**** DATA EXTRACTS ****
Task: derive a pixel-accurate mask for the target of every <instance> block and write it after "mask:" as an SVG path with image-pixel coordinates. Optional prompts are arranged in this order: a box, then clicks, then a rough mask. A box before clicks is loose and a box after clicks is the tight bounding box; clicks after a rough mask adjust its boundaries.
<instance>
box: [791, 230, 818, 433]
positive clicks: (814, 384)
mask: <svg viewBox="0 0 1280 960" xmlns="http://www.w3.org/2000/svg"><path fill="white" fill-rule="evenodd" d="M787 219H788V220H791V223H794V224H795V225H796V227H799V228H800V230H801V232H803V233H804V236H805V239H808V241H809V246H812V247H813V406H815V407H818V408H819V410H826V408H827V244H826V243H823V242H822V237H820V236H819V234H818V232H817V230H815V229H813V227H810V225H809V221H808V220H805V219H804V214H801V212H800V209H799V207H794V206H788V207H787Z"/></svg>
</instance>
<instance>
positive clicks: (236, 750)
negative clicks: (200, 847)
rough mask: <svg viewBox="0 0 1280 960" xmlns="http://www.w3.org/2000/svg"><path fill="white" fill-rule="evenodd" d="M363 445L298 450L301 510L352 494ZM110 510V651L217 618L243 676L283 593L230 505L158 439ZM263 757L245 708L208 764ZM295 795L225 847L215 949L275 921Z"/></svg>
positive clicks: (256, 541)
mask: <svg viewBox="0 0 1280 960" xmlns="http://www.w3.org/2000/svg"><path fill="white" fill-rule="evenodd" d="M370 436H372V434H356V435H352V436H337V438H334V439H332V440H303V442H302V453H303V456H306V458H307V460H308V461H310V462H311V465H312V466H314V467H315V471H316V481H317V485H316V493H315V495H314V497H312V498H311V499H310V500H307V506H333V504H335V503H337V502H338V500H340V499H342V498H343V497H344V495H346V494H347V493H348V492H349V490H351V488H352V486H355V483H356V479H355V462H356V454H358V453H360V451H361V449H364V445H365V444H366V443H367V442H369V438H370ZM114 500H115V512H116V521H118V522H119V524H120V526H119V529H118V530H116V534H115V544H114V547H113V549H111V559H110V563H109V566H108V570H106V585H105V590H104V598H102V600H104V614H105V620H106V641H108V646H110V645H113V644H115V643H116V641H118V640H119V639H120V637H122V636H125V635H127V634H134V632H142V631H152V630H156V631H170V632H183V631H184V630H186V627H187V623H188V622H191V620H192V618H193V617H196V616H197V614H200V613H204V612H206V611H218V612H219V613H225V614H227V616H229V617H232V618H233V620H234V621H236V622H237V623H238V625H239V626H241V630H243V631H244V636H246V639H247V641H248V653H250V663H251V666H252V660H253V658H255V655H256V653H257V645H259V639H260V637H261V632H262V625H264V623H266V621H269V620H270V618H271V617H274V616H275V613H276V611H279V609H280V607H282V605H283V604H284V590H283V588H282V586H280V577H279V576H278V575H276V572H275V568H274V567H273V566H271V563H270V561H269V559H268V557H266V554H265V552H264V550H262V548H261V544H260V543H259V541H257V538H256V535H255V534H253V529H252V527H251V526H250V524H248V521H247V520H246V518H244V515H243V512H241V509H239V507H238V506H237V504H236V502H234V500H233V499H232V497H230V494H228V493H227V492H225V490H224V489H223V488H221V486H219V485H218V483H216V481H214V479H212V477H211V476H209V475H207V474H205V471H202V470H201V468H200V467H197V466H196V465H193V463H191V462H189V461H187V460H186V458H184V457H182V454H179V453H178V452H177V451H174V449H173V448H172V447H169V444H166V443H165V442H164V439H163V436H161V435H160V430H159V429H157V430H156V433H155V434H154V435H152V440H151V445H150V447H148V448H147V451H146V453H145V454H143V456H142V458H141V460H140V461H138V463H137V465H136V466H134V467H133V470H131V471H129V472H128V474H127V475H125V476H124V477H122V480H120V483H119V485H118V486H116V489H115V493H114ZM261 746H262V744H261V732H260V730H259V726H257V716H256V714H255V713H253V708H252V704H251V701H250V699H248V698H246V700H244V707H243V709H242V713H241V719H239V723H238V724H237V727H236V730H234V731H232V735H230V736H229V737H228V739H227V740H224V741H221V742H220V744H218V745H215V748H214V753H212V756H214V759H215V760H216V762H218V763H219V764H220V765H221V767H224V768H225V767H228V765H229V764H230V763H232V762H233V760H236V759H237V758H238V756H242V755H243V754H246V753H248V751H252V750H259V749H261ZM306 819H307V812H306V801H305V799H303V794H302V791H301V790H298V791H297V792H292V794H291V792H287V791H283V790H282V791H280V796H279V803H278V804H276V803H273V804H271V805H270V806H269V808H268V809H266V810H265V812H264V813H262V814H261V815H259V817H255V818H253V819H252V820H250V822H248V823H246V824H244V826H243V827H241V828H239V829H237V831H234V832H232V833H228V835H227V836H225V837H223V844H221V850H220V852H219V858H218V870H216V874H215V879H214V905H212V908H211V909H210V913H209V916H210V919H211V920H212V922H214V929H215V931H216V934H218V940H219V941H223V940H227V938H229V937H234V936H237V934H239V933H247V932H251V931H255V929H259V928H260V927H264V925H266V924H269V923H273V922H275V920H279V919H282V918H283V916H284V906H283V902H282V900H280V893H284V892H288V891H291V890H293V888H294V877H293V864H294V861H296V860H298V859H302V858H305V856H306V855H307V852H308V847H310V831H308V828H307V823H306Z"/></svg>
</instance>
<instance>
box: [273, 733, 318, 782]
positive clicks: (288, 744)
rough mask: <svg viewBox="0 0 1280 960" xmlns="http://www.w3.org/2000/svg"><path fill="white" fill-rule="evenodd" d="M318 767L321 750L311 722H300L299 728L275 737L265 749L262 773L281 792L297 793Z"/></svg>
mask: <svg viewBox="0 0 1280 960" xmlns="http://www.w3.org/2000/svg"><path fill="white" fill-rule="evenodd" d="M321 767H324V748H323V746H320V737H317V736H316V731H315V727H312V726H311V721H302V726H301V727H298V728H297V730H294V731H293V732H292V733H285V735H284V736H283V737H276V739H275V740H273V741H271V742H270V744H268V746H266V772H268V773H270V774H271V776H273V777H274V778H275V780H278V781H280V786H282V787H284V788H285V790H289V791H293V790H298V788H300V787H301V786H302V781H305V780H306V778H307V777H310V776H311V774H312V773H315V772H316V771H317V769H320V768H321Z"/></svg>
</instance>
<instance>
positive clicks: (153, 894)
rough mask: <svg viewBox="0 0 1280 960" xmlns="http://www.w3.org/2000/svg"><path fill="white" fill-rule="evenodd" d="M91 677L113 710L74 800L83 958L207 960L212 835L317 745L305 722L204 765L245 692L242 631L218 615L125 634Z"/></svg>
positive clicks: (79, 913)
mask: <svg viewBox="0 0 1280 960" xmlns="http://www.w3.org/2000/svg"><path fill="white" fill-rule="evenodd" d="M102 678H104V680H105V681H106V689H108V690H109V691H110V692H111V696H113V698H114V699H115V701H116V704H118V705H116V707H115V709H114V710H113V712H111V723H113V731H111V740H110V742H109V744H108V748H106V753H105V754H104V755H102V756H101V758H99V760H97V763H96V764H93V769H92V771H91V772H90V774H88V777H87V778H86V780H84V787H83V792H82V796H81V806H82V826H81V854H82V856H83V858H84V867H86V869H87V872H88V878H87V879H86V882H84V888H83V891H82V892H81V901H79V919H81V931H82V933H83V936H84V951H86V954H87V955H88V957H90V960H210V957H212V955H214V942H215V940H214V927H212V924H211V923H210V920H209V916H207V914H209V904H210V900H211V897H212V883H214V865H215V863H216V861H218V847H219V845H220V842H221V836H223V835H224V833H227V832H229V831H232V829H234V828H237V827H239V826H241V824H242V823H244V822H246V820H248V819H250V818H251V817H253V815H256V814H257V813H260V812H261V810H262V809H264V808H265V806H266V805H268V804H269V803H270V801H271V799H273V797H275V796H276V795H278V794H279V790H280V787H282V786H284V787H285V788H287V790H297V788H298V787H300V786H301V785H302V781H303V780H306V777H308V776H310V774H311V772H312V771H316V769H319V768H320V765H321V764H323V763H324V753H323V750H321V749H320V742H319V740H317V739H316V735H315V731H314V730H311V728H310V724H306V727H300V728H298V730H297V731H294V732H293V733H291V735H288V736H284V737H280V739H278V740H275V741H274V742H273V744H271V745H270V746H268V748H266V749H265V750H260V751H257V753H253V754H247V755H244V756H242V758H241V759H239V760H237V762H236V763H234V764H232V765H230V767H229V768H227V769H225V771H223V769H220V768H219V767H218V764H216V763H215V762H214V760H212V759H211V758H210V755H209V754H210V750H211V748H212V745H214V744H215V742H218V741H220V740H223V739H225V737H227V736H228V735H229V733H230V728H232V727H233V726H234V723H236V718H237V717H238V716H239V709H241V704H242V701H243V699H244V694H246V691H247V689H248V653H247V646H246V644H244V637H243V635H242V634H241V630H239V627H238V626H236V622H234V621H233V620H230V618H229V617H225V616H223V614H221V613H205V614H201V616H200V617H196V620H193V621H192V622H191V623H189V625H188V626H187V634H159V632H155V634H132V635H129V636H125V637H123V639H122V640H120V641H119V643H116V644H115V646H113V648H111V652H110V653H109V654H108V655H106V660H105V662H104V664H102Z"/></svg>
****
→ WHAT THIS TASK INVOLVES
Locate each line in the items that contains the word "rough", and copy those lines.

→ TASK ANSWER
Task: derive a pixel-accurate mask for the target of every <instance> block and write it after "mask:" as an SVG path with image-pixel coordinates. Optional prompts are arranged in this order: a box, then clicks, then a rough mask. A box before clicks is loose and a box after clicks is the tight bounding box; clicks after a rough mask adjust its boundaries.
rough mask: <svg viewBox="0 0 1280 960" xmlns="http://www.w3.org/2000/svg"><path fill="white" fill-rule="evenodd" d="M363 445L298 450L301 510L352 494ZM110 510V651L217 618L243 676L283 593L230 505L158 439ZM263 757L245 708L208 764ZM295 795L225 847L215 949L275 921Z"/></svg>
rough mask: <svg viewBox="0 0 1280 960" xmlns="http://www.w3.org/2000/svg"><path fill="white" fill-rule="evenodd" d="M318 767L321 750L311 722H300L299 728L275 737L265 749L262 773L281 792L297 793Z"/></svg>
rough mask: <svg viewBox="0 0 1280 960" xmlns="http://www.w3.org/2000/svg"><path fill="white" fill-rule="evenodd" d="M91 677L113 710L74 800L83 958L207 960L212 835L317 745L305 722L204 765L245 692L242 631L218 615L125 634Z"/></svg>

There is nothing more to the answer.